■ **GIVEN REQUEST A**
Gather every line of the records below that contains the word "tail", and copy each one. Case counts.

■ **TEXT BLOCK**
******************************

When a low-pass filter is applied to frequency components, how large the width of the amount of change in pitch on the frequency axis becomes needs to be taken into consideration. FIG. 6 has graphs explaining that pitch fluctuations depend on the center frequency. FIG. 6(a) is the same as FIG. 3(b), which illustrates the spectrum obtained by performing the short-time fast Fourier transform on a frequency-modulated sine wave with a center frequency of 440 Hz. In contrast, FIG. 6(b) illustrates the spectrum obtained by performing the short-time fast Fourier transform on a frequency-modulated sine wave with a center frequency of 880 Hz, which is double 440 Hz, under the same conditions as in FIG. 6(a).

In the case of a frequency-modulated wave with the same conditions except for the center frequency, when the center frequency doubles, the fluctuation range also doubles. Thus, for the frequency-modulated wave with a center frequency of 880 Hz, the fluctuation range is also double that of the frequency-modulated wave with a center frequency of 440 Hz. Supposing that the fluctuation range of the frequency-modulated wave with a center frequency of 440 Hz is from 400 Hz to 480 Hz as illustrated in FIG. 6(a), the range from 800 Hz to 960 Hz illustrated in FIG. 6(b), which corresponds to the doubled fluctuation range, coincides with the spread of the waveform of the peak portion. It is understood from this fact that, when a low-pass filter is applied in order to determine a steady sound, it is essential to adjust the filter coefficients such that the higher the frequency band is, the smoother the spectrum becomes. By this adjustment of the filter coefficients, appropriate determination taking pitch fluctuations into account becomes possible.

After a steady sound is successfully determined by using the above technique, a comb filter is constructed on the basis of the result of the determination. If a low-pass filter for determining a steady sound is a first filter, the comb filter is a second filter. The first filter is a unit that determines the filter coefficients of the second filter. A signal subjected to the short-time fast Fourier transform is input to the comb filter, which is dynamically constructed according to the filter coefficients determined by the first filter, and an inverse Fourier transform is performed on the output of the comb filter, whereby a desired audio signal, i.e., an audio signal of the extracted steady sound or an audio signal with the steady sound eliminated can be obtained.

Example Configuration to Realize Present Invention

FIG. 7 is a block diagram illustrating an example for realizing the audio signal processing device according to the present embodiment. As illustrated in FIG. 7, the audio signal processing device according to the present embodiment is configured to include an input unit 1, a short-time fast Fourier transform unit 4, a steady sound determining unit 5, a filter coefficient calculation unit 6, a comb filter 7, an inverse Fourier transform unit 8, and an output unit 9.

The input unit 1 is a server to be connected to, for example, a storage device and an external network, and an audio signal 2 is taken into the device via the input unit 1. The short-time fast Fourier transform unit 4 performs a short-time fast Fourier transform on the taken-in audio signal 2 while applying a window function 3 thereto. Here, a supplementary description of the short-time fast Fourier transform performed by the short-time fast Fourier transform unit 4 will be given.

******************************

■ **Stored items**
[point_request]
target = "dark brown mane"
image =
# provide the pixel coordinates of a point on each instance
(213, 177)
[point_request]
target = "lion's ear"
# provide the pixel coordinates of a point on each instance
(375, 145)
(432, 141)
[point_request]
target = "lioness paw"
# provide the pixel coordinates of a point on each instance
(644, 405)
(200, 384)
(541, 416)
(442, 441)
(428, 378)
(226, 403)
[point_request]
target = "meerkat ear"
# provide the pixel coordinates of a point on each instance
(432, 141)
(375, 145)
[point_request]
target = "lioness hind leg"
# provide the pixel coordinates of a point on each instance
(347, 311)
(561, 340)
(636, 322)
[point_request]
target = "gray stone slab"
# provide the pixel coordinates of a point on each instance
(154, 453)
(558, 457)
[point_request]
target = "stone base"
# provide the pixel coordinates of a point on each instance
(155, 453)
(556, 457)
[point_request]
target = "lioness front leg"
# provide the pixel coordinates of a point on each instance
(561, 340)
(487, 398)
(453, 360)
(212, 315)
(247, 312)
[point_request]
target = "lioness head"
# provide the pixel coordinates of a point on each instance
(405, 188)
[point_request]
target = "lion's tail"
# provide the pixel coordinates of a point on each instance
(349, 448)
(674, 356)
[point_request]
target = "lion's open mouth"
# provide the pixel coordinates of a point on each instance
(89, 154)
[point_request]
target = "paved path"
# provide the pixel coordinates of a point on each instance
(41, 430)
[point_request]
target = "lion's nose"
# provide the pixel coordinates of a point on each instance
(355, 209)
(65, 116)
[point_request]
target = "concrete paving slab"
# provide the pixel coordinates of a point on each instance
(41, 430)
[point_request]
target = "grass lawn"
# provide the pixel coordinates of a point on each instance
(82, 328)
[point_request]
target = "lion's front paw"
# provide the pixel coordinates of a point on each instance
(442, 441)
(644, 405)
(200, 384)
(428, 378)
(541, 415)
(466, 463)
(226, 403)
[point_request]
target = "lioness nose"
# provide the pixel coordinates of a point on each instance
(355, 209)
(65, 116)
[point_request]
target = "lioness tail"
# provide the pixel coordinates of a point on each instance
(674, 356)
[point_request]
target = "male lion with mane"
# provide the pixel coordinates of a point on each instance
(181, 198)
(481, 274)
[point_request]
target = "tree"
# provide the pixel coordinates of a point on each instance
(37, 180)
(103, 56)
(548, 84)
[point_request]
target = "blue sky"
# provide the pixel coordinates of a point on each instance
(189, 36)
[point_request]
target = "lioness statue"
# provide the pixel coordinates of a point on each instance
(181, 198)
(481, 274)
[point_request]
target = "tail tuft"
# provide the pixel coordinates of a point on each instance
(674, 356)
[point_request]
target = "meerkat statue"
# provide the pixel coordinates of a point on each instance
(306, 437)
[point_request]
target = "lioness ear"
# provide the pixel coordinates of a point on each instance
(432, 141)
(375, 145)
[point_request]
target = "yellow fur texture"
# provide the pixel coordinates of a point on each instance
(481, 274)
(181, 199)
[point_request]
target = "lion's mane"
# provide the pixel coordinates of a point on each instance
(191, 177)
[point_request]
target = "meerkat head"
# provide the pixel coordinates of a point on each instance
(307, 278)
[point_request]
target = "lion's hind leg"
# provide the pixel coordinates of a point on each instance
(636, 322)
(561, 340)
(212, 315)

******************************

■ **GIVEN REQUEST B**
According to the audio signal processing text, what is the role of the first filter with respect to the second filter?

■ **RESULT A**
target = "lion's tail"
target = "lioness tail"
target = "tail tuft"

■ **RESULT B**
It determines the filter coefficients of the second filter.